> Work instruction:
With no edits of any kind, print each record that follows.

The records Start Marker

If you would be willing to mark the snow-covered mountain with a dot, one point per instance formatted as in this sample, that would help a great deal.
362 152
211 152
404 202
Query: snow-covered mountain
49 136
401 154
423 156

The records End Marker

> Answer space:
If you would be willing to mark the snow-covered mountain with a dot, one point per instance formatted as in this sample, that would help a great deal.
362 152
211 152
404 202
Query: snow-covered mountain
49 136
401 154
423 156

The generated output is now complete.